• [Material for this exercise]:
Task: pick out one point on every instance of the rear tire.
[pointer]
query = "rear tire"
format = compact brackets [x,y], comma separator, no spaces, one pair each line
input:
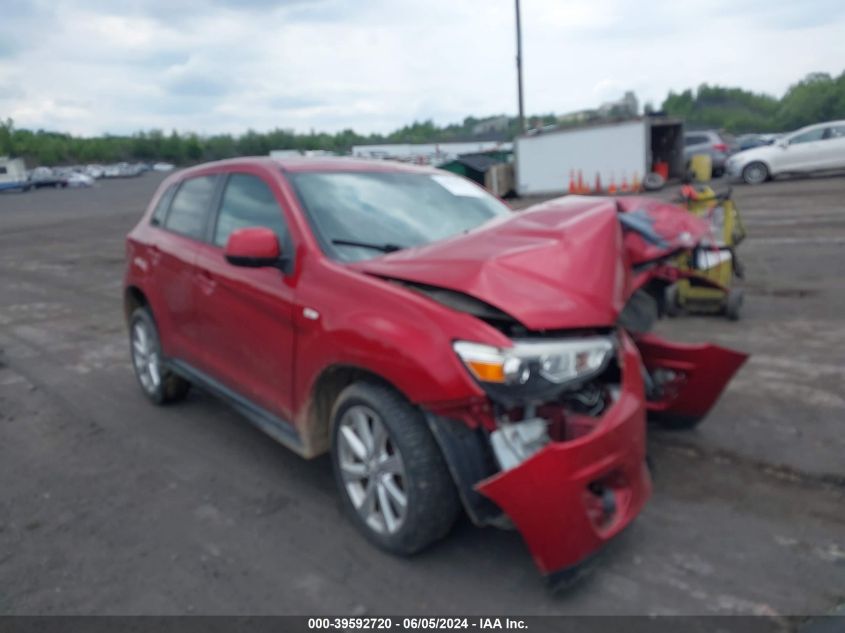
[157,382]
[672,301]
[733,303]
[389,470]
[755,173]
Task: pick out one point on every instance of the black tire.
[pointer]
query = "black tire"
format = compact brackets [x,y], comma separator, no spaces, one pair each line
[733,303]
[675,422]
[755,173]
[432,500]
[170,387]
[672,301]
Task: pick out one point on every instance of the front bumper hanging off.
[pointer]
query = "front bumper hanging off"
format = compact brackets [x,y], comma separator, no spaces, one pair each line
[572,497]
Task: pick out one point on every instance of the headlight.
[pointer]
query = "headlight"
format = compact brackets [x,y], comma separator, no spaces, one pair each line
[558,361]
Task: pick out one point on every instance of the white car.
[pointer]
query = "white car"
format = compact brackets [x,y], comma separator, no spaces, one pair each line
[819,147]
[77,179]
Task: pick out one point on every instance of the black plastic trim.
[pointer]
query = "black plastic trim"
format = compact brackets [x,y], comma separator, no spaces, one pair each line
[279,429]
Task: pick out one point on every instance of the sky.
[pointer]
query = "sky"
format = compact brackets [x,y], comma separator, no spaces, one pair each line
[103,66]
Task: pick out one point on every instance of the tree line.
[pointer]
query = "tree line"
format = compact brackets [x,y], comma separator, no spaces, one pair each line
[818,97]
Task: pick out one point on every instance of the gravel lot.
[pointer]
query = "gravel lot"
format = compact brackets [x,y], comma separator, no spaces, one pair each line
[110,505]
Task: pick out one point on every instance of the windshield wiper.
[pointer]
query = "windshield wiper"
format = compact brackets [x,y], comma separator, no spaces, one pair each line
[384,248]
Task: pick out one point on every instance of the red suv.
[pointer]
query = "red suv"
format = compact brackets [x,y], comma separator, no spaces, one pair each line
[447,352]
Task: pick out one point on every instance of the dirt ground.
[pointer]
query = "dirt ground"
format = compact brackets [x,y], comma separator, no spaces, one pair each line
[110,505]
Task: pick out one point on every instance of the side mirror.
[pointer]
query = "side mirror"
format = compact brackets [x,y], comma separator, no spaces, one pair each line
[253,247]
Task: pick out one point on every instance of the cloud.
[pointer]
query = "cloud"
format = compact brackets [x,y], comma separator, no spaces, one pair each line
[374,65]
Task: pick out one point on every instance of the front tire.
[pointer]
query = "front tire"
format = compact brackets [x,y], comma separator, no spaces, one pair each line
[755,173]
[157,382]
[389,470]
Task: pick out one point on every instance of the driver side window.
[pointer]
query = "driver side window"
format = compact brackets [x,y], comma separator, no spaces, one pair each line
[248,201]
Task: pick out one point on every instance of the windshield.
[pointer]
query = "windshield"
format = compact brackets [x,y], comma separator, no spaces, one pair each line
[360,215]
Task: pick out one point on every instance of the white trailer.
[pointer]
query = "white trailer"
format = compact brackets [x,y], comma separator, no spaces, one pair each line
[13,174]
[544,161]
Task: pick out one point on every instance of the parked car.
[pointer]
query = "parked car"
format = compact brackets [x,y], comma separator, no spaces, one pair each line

• [Aim]: Return exactly the lines from the one containing "Task: pick out one point on every instance of the windshield." to the last line of the data, and nothing more.

• [Reply]:
Task: pick out one point on every instance of the windshield.
[pointer]
query = "windshield"
format = compact brackets [x,y], comma separator, no spaces, one pair each line
[360,215]
Task: pick out one point on every instance of the white trailer.
[pointer]
query = "white trailer"
format = compact brackets [x,y], comma separator, no spaces, one pair each line
[13,174]
[544,161]
Task: pick out one point on every instance of the parked car.
[pointer]
query = "parked car"
format = compact brackets [x,y], comma separator, no spaces, one pair each line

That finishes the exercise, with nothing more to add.